-- Page start --

BY SULLIVAN CARTER, Staff Reporter
Spreading awareness of Afghani war crime survivors, specifically women, Dr. Anne Cubilie’s spoke Tuesday afternoon in the Milo Smith Tower Theatre. Cubilie talked about her time spent collecting testimonies as a consultant for the United Nations in Badakhshan, Afghanistan.
In front of the 30 to 40 people attending the presentation, Cubilie shared that she began her work in Badakhshan in 2000 and it lasted until August of 2001. Her job was to collect the testimonies of 100 internationally displaced persons, referred to as IPD’s. With these testimonies, Cubilie wrote a report on human rights and gender issues and later used them in the last chapter of her book, “Women Witnessing Terror: Testimony and the Cultural Politics of Human Rights.”
Cubilie discussed what she learned from these testimonies and how difficult the process was to get them, saying that they averaged about 5 testimonies a day.
“We would sometimes have to hike into places of extreme poverty,” Cubilie said.

-- Page end --
-- Material shown start --

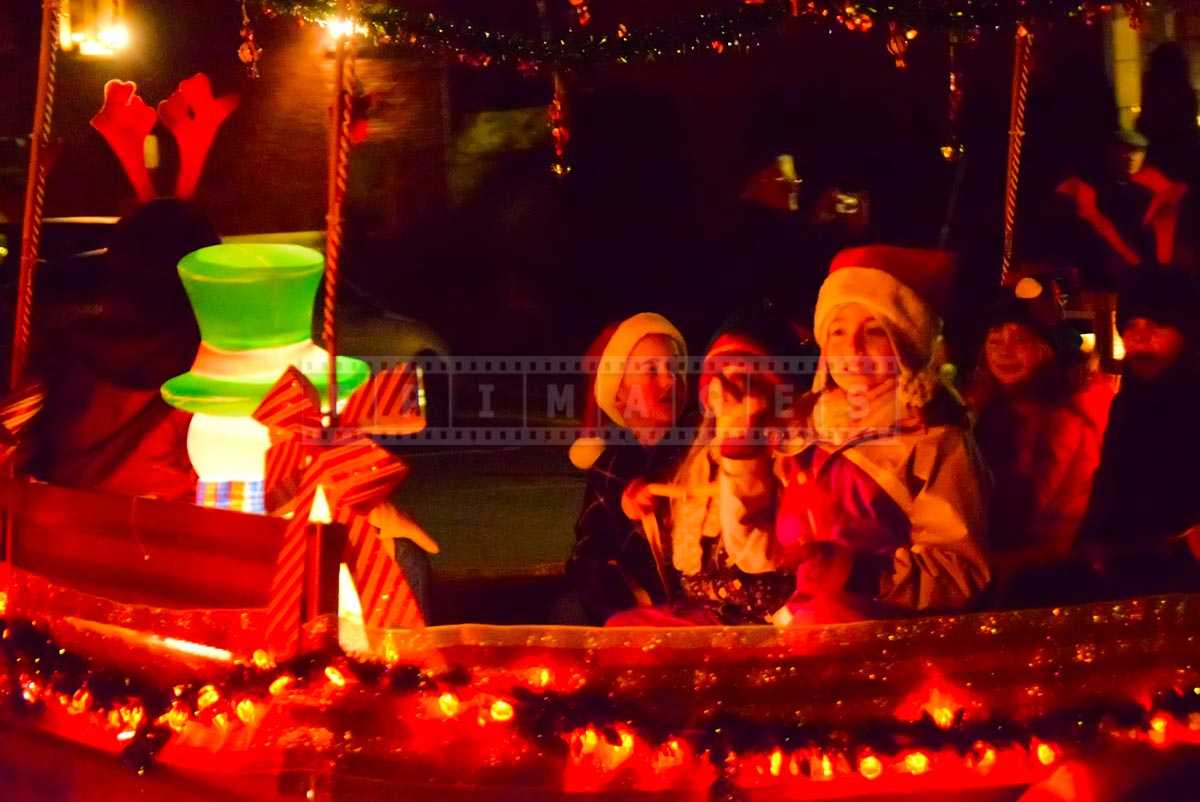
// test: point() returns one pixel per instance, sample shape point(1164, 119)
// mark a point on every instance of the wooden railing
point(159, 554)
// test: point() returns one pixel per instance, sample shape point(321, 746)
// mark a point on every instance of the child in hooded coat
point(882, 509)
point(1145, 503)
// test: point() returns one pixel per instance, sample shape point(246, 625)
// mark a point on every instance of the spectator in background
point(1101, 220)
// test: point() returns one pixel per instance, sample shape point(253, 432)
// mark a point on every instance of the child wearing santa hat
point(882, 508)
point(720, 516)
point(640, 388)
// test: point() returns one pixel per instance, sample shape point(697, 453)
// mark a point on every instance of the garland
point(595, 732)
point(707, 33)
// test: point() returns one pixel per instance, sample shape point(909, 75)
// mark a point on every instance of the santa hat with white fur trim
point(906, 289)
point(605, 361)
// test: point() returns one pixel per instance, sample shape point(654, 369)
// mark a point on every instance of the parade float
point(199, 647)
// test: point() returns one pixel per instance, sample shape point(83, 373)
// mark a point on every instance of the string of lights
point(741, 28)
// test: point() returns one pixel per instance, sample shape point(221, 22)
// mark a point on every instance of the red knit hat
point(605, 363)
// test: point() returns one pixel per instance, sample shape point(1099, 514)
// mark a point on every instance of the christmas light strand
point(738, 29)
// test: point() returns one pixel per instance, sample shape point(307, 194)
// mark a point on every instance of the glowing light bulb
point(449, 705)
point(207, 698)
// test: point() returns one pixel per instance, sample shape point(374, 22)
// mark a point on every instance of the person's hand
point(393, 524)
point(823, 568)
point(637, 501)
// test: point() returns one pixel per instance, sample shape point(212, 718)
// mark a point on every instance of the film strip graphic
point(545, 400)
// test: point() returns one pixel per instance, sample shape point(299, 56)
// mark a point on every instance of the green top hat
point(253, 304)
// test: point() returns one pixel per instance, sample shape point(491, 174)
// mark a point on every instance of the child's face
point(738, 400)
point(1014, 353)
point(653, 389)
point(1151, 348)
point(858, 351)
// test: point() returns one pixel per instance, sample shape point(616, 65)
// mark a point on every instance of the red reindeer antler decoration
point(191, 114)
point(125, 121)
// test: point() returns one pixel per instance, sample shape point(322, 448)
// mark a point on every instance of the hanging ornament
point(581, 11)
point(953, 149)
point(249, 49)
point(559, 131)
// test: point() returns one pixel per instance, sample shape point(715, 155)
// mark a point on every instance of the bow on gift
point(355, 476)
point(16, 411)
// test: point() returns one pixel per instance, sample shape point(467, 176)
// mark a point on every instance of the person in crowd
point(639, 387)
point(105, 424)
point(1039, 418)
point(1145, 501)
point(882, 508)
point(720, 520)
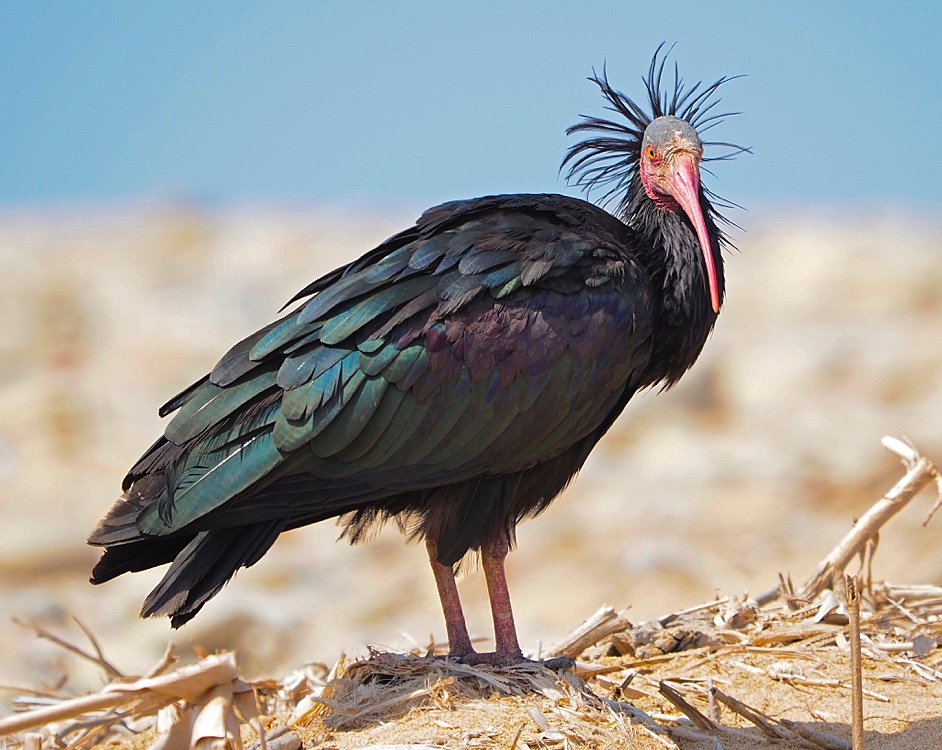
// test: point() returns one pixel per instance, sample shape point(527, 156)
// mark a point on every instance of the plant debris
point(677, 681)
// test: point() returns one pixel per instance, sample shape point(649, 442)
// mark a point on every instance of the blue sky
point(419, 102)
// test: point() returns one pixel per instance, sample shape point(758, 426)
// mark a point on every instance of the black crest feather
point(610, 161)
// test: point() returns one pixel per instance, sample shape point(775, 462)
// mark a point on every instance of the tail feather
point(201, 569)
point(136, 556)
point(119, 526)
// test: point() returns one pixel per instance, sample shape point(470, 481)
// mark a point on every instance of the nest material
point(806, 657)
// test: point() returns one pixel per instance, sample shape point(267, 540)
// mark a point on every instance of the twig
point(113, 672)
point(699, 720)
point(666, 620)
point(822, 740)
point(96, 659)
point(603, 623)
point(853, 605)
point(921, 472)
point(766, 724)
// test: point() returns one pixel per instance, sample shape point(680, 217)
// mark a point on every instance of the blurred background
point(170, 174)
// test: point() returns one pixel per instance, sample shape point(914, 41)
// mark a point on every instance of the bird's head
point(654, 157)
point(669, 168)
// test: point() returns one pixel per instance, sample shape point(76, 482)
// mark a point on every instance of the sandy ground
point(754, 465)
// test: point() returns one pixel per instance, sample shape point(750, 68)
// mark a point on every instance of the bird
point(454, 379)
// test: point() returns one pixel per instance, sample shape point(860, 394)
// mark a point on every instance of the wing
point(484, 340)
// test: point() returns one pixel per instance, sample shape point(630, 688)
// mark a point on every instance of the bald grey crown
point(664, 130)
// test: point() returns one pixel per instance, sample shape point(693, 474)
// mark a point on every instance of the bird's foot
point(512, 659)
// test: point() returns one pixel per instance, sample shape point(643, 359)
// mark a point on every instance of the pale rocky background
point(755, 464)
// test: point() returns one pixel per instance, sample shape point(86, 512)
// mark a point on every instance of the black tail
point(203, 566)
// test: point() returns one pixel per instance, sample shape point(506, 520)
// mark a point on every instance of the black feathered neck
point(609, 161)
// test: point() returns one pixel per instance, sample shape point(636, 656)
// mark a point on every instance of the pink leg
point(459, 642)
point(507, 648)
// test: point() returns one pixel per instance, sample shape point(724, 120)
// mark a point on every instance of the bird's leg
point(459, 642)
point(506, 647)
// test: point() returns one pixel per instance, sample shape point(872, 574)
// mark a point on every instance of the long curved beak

-- Material shown end --

Given exercise 1
Answer these questions from the article on Dr. Anne Cubilie's talk:
(a) In what year did Cubilie begin her work in Badakhshan?
(b) How many testimonies of displaced persons was her job to collect?
(c) About how many testimonies a day did they average?
Given exercise 2
Write the next few paragraphs of the article on Dr. Anne Cubilie's talk, picking up after her remark about hiking into places of extreme poverty.
The rows were drawn from a different source than the article on Dr. Anne Cubilie's talk.

Written reply 1
(a) 2000
(b) 100
(c) About 5

Written reply 2
During her time in Afghanistan, Cubilie ran into many serious problems such as lack of resources, including no transportation and only one, inexperienced translator. Talking about Badakhshan, she said, “It’s almost entirely rural, and most people are illiterate.”
Even with all of these problems, Cubilie explained that the most amazing and surprising part of her trip was that these women still understood that they were apart of a global community and often wondered why the rest of the world was abandoning them.
When asked how difficult the transition from living in Afghanistan to living back in the United States, Cubilie explained that she was unable to contact any of the people she received testimonies from even though she developed such strong relationships.
“It was a very upsetting transition,” Cubilie said.
Cubilie is a former professor at Georgetown University and has been working with the UN for the last 13 years. She is currently a program officer for the UN but is making her way around the nation to spread awareness of the issue over seas.
Central freshman Beatrice Wambui shared her feelings on the presentation and her reasons for attending.
“I appreciate her attempt to educate people on the matter,” Wambui said.
Wambui explained that it saddened her to think there are few steps being taken to help the situation and that Cubilie’s speech might have an impact on what major she chooses. Wambui attended the speech to learn more about the problem in Afghanistan.
To help with the current problem in Afghanistan, visit www.womenforwomen.org.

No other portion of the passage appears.